Do this
Determine how many lines of the listing below contain the string "figure". Give only the number.

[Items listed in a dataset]
[start]
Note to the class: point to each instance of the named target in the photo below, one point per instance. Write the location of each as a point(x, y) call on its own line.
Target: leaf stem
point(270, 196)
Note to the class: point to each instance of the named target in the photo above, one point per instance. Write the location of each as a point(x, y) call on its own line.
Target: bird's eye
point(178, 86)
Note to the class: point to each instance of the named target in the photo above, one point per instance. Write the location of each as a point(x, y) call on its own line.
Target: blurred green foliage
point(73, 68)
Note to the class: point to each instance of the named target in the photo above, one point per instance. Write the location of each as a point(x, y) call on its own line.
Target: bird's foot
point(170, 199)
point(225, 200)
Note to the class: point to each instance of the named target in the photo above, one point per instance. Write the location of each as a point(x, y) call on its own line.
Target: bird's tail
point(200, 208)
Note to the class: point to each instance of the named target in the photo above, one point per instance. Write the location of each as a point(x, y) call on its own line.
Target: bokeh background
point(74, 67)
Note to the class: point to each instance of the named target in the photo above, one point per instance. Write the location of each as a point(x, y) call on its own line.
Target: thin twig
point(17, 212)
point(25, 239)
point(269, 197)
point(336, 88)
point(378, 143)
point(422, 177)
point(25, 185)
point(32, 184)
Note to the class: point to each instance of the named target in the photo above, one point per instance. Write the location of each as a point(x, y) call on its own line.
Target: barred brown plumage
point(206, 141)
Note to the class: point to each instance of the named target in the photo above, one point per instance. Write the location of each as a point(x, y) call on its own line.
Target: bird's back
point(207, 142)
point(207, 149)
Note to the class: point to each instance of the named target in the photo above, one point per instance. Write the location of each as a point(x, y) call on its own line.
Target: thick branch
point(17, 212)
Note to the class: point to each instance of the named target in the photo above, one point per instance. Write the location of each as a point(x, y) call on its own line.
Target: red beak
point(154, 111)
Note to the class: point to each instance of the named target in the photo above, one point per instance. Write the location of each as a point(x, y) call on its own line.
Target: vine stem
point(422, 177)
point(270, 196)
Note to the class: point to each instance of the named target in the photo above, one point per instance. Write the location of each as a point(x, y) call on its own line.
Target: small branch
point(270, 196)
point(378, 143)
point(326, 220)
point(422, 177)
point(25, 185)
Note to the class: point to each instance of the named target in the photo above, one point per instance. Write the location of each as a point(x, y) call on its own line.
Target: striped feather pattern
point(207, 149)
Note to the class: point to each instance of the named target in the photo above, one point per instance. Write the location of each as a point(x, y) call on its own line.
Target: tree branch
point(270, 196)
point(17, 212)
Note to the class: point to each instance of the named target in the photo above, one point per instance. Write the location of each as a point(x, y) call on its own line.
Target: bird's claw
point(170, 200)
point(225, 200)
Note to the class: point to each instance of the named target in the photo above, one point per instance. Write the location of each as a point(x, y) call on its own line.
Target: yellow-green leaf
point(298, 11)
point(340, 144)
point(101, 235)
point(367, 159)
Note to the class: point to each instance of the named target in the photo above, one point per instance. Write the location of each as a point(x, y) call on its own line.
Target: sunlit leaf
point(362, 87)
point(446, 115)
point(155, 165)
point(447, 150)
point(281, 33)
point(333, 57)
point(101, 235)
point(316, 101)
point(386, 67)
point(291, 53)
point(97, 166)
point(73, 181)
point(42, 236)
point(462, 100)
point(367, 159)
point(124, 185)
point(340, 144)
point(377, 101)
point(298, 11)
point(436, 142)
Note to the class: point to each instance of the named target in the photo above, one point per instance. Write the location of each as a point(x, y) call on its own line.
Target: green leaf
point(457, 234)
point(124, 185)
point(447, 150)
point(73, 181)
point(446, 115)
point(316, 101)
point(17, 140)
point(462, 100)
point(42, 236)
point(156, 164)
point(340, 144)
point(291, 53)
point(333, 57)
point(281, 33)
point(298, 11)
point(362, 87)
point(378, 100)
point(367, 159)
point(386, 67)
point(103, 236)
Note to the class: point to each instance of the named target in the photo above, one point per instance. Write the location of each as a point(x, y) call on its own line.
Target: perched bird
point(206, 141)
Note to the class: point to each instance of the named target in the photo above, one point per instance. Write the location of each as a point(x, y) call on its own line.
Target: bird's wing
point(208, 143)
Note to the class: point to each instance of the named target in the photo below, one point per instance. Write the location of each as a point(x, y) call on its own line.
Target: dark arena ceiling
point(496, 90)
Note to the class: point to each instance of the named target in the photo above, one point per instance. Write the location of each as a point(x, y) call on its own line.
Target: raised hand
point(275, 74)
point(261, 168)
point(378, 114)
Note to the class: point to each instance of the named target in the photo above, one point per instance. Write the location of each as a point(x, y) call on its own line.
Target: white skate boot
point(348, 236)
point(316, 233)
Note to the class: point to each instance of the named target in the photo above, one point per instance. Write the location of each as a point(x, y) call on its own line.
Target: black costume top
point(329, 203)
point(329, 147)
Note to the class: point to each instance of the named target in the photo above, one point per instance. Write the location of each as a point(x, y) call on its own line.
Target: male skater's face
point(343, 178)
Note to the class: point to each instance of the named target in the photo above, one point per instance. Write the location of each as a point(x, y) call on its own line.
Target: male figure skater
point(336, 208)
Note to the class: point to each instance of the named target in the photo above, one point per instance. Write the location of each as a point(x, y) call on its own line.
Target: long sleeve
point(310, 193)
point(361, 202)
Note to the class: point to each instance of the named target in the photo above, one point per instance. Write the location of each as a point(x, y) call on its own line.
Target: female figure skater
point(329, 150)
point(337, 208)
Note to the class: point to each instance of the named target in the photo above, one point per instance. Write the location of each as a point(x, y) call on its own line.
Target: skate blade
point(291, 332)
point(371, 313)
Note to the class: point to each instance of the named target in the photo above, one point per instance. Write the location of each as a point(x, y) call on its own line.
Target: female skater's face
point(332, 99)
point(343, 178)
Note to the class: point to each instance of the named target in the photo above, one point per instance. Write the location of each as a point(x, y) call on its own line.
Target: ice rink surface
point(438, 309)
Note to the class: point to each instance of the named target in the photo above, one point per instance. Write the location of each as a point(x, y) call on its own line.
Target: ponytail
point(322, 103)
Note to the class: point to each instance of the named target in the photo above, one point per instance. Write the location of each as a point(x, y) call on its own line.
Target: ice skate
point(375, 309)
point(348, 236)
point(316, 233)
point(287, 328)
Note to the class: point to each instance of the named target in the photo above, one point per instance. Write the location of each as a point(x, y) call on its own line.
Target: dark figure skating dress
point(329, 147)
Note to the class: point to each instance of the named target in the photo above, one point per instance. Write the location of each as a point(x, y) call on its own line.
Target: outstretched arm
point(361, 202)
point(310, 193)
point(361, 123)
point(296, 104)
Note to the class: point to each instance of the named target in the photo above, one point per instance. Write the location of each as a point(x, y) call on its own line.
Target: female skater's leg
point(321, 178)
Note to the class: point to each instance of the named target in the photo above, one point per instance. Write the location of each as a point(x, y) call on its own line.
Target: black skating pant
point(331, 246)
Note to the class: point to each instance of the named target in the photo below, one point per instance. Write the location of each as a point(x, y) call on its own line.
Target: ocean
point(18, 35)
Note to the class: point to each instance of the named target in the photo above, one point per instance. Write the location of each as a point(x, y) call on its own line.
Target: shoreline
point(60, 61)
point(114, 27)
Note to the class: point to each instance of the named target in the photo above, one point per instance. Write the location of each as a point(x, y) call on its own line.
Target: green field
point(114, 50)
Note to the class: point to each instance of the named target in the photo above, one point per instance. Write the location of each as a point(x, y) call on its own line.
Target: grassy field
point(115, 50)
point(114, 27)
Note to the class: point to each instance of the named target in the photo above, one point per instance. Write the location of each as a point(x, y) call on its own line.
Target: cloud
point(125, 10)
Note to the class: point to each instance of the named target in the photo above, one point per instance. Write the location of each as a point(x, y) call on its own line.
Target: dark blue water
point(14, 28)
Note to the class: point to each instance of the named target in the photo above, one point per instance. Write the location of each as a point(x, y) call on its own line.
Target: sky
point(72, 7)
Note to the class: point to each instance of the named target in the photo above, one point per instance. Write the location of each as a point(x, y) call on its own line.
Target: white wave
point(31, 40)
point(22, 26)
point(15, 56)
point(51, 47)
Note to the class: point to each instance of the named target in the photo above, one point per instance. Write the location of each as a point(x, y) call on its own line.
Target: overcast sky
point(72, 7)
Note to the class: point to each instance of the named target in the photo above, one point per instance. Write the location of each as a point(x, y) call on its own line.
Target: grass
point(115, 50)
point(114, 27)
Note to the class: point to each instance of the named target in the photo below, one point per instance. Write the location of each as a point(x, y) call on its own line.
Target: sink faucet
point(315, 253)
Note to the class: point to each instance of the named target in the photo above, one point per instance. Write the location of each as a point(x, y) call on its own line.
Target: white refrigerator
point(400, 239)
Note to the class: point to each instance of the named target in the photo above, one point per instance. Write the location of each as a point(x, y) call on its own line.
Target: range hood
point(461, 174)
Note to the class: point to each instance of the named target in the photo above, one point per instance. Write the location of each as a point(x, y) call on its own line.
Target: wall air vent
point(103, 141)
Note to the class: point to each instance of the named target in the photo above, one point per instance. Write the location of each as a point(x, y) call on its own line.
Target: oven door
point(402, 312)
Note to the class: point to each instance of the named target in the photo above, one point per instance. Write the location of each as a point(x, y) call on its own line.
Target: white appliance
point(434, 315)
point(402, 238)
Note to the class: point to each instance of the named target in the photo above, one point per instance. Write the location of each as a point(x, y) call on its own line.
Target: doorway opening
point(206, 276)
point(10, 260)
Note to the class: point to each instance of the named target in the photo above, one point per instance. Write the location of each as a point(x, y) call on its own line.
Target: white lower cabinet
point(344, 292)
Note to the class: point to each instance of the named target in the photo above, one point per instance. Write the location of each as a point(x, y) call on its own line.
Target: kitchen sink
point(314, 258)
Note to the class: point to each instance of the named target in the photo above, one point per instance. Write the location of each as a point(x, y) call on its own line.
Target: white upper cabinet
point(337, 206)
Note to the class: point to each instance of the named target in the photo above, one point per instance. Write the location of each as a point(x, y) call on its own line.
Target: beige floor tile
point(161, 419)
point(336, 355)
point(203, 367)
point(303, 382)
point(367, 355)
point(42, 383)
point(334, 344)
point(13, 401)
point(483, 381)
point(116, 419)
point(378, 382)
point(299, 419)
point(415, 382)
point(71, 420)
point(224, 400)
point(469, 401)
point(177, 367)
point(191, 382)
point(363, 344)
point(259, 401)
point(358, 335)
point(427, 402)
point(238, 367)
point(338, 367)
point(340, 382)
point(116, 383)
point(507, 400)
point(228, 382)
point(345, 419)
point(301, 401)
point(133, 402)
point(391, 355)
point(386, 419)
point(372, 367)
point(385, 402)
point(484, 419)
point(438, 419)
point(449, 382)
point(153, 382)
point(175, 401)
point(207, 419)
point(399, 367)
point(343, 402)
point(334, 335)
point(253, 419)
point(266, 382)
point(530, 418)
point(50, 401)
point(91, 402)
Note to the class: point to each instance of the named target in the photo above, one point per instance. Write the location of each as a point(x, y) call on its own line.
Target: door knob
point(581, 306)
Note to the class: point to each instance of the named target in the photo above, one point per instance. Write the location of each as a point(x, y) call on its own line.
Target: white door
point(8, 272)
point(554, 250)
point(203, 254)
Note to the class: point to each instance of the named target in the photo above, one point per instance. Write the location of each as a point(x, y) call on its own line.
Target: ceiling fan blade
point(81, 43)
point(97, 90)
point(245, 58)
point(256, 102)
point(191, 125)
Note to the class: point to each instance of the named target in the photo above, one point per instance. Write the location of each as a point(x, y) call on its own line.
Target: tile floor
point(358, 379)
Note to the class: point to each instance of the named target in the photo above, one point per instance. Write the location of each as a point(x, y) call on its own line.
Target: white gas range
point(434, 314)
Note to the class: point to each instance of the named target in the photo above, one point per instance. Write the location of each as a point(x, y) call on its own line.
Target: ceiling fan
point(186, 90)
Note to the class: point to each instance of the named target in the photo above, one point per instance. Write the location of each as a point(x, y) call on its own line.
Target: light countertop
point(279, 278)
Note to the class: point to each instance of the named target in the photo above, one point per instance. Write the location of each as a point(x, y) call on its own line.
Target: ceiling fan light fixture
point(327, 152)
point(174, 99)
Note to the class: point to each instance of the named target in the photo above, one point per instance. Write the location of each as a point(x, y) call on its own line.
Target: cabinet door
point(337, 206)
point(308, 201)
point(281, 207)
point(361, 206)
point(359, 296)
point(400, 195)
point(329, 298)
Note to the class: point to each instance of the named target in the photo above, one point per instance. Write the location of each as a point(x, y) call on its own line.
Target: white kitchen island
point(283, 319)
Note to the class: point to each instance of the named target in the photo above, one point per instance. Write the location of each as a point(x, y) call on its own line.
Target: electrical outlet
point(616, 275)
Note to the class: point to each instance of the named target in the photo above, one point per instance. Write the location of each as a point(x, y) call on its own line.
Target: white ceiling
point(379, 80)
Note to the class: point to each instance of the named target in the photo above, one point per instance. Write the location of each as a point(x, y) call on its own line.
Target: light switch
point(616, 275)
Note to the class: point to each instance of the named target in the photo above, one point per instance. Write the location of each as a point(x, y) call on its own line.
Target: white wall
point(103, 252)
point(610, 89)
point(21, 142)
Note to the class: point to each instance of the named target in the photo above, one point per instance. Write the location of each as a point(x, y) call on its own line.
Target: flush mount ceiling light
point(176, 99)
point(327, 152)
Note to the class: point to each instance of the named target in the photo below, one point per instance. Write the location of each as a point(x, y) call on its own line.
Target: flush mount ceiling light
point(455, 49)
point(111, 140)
[end]
Written answer
3